### REQUEST
Can you continue the forum thread about circuit breakers for aircraft radios, picking up right after its final message?

Any help appreciated.

Thanks,
Alan
 
Hi Alan,

Technically you're correct. That being said, it kind of depends on you mission for the plane. The reason you see a lot of planes (including certified ones) with only 1 breaker for both the Nav and Comm sides of radios (yep...lot of certified birds came that way) is because the though process is to treat it like one unit. If the Nav fries on a VFR bird it's not that detrimental and if the Comm side dies you're out of luck anyway.

I can't tell you which way to do it, we do a lot of both for customers. Some only want 1 breaker for the entire unit, some want one of each. Some radios wont work with 2, some require only 1. In the case of the SL-30 take your pick...either will work fine.

Hope my confustion statement helps!

Cheers,
Stein.
 
Thanks

Stein,

Thanks, yep, made sense. Hmmm... Well, what else is new with experimentals... Decisions, decisions, decisions... How do you determine which size of breaker or fuse if you are going to combine to one? It can't be the largest of the two, so it must be the combined values closest size. This later concept doesn't make me feel very good about wire size and smoke in the cockpit if one side or the other frys. The failure scenarios around combined fusing, just don't make me feel comfortable.... I have the space, so perhaps I'll just do two. :)

### INFORMATION GIVEN
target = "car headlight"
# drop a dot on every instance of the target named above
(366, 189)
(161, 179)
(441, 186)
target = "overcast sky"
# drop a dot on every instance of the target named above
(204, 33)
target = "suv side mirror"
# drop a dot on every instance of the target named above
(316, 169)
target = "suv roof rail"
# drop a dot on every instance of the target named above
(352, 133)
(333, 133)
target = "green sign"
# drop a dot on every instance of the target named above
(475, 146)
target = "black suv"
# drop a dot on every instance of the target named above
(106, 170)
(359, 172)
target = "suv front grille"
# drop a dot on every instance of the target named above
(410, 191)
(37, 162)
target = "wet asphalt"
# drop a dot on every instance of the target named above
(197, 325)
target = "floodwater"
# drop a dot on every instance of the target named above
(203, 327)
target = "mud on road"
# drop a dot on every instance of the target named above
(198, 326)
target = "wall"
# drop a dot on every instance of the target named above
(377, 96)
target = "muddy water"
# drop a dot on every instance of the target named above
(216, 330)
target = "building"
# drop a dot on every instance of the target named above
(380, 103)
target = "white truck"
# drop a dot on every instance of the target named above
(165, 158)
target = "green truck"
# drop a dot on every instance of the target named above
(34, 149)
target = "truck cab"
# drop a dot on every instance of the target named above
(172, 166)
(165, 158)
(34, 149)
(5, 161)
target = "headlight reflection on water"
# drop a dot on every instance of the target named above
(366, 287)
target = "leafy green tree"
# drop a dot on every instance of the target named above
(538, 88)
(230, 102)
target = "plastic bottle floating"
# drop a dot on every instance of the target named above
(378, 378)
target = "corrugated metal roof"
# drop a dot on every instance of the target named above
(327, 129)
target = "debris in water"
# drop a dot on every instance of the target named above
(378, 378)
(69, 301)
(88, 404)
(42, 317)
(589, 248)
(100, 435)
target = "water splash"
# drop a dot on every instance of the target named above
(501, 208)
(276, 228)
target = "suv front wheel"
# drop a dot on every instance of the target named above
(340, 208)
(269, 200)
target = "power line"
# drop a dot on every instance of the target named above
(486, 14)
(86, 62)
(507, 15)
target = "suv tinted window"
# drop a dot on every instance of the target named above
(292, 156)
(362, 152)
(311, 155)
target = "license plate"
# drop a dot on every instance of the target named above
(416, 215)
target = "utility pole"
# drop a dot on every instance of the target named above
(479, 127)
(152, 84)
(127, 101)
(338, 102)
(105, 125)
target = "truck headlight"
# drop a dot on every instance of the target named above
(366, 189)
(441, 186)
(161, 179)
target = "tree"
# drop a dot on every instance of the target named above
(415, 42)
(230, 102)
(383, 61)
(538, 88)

### RIGHT ANSWER
Alan
 
IIRC --- I didn't get to make the choice. Fast Stack Hubs made it for me; when the wiring harness showed up with only one hot wire. (and I had to promise Pacific Coast Avionics that I WOULDN'T do the avionics wiring.)

Never crossed my mind until now. 10 amp for my Nav/com.

very interesting. thanks guys.
 
My problem with one

Ok, so here is my basic problem with one breaker...

Now you are saying it takes 10 amps of current to trip the breaker, and yet that's 3 more amps than either the 7 amp or the 5 amp seperates would take( I made those numbers up, as I don't know actually what each individual value is, but each alone is less than the 10A). So, first of all, if you trip the breaker you take down both parts of the radio, regardless of which half tripped. Also you tripped the breaker with more current than either separate input causing something *worse* to happen to draw that 10 amps! Internal wiring or circuit board traces will be what goes with that additional current. In effect, something that might have been repairable, just cost you a whole radio! And IIRC, the SL-30's aren't cheap.

I think I've just talked myself into separate breakers. BTW, this isn't an SL-30 only thing, I believe the 430 also uses separate inputs (perhaps as many as 3 voltage sources to feed the nav, comm, and gps). So if you have one with one breaker or fuse, you have the same problem.

Thanks for the dialog, y'all just convinced me of my decision. :)

Alan
 
One or two?

One guide for reference is the FARs... while we do not need to meed the certification requirements, they do give a guideline...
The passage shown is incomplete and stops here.